◆ YOUR INSTRUCTIONS
Every record must appear in the response exactly as given.

━━ RECORDS FOR THIS EXERCISE

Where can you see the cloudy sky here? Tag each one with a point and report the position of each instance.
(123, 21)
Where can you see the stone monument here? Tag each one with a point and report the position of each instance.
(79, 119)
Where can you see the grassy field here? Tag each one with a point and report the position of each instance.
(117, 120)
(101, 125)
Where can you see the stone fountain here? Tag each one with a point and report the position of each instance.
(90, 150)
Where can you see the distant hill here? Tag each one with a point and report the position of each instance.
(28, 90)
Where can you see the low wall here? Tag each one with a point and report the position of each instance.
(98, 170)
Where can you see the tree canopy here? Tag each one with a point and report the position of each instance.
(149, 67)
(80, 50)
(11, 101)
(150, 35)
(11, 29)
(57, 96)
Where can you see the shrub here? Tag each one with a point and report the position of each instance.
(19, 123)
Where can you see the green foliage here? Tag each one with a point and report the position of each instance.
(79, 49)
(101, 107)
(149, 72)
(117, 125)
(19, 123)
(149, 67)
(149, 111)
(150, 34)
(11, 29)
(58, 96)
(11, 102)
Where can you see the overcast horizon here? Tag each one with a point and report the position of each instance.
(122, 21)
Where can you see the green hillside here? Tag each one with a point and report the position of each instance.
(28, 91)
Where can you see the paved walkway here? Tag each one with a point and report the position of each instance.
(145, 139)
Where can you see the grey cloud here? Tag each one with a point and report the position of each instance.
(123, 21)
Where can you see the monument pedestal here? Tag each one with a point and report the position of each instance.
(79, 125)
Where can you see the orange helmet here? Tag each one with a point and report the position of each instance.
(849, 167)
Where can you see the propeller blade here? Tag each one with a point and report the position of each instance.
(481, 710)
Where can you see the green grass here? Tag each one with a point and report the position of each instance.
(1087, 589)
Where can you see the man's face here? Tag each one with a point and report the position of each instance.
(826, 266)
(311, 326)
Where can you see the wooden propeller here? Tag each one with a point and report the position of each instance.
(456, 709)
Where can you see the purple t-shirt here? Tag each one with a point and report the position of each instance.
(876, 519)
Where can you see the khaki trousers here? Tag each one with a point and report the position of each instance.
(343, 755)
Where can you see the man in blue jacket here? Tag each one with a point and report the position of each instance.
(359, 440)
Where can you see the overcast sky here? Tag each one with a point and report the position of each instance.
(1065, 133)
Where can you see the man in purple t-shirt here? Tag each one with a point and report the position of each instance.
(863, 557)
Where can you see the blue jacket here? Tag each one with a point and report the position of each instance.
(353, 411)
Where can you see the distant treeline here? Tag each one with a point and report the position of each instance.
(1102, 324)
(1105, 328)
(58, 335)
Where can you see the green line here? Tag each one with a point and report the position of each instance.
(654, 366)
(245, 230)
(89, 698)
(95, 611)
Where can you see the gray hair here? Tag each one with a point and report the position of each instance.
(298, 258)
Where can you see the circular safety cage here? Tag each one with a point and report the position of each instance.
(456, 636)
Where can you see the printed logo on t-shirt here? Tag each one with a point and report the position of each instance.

━━━━

◆ ANSWER TO THE PROBLEM
Where can you see the cloudy sky here? Tag each one with a point and report the position of each instance.
(123, 21)
Where can you see the stone monument here? Tag each one with a point and report the position of each instance.
(79, 119)
Where can you see the grassy field here? Tag each one with a point and report the position of each instance.
(117, 120)
(101, 125)
Where can you see the stone fountain here? Tag each one with a point and report the position of each instance.
(90, 150)
Where can you see the distant hill here? Tag each one with a point and report the position of each instance.
(28, 90)
Where can you see the low wall here? Tag each one with a point and report the position of each instance.
(98, 170)
Where can you see the tree canopy here? Tag each one with a point and report the position of each instance.
(149, 67)
(80, 50)
(11, 101)
(150, 35)
(11, 29)
(57, 96)
Where can you see the shrub here? Tag each one with a point and report the position of each instance.
(19, 123)
Where can you see the green foliage here? Tag each one with a point and report the position of each instance.
(79, 49)
(101, 107)
(149, 72)
(117, 125)
(19, 123)
(149, 67)
(149, 111)
(150, 34)
(11, 29)
(58, 96)
(11, 102)
Where can you see the overcast horizon here? Tag each one with a point and report the position of each instance.
(122, 21)
Where can you see the green hillside here? Tag each one with a point and report the position of each instance.
(28, 91)
Where can you see the paved walkway here? Tag each one with a point and report the position of each instance.
(145, 139)
Where can you see the grey cloud here? Tag each one with a point and report the position of each instance.
(123, 21)
Where can you see the monument pedestal here? Tag each one with a point and report the position of each instance.
(79, 125)
Where can you see the orange helmet here? Tag each one with a point and report the position of each instance.
(849, 167)
Where can you see the propeller blade here? Tag each one with a point and report the position of each instance.
(481, 710)
Where can you see the green grass here? Tag each one with a point and report the position of each instance.
(1087, 589)
Where can you see the man's face here? Tag each one with a point and report the position of each instance.
(826, 266)
(311, 326)
Where can you see the wooden propeller here? Tag each one with a point and report the position of each instance.
(456, 709)
Where can you see the purple t-shirt here? Tag each one with a point and report the position of each instance.
(876, 519)
Where can you see the khaki trousers here? Tag each one with a point and report the position of each instance.
(343, 755)
Where can you see the man in blue jacket here? Tag each one with a point and report the position of each instance.
(359, 440)
Where can you see the overcast sky here? Tag each one with a point and report the position of each instance.
(1065, 133)
Where can you see the man in purple t-shirt here? Tag each one with a point and report the position of each instance.
(863, 557)
Where can you see the blue jacket here? Tag each one with a point and report the position of each instance.
(353, 411)
Where can you see the distant treeline here? Tag each one with a point and report the position of each instance.
(1102, 324)
(1105, 328)
(58, 335)
Where can you see the green line here? Tag each one with a point and report the position of each instance.
(654, 366)
(245, 230)
(89, 698)
(95, 611)
Where can you see the gray hair here? Tag each one with a point and report the position of each instance.
(298, 258)
Where can you see the circular safety cage here? Tag each one with a point and report the position of each instance.
(456, 636)
Where can you see the printed logo on t-shirt here? Tag each one with a point and report the position of each instance.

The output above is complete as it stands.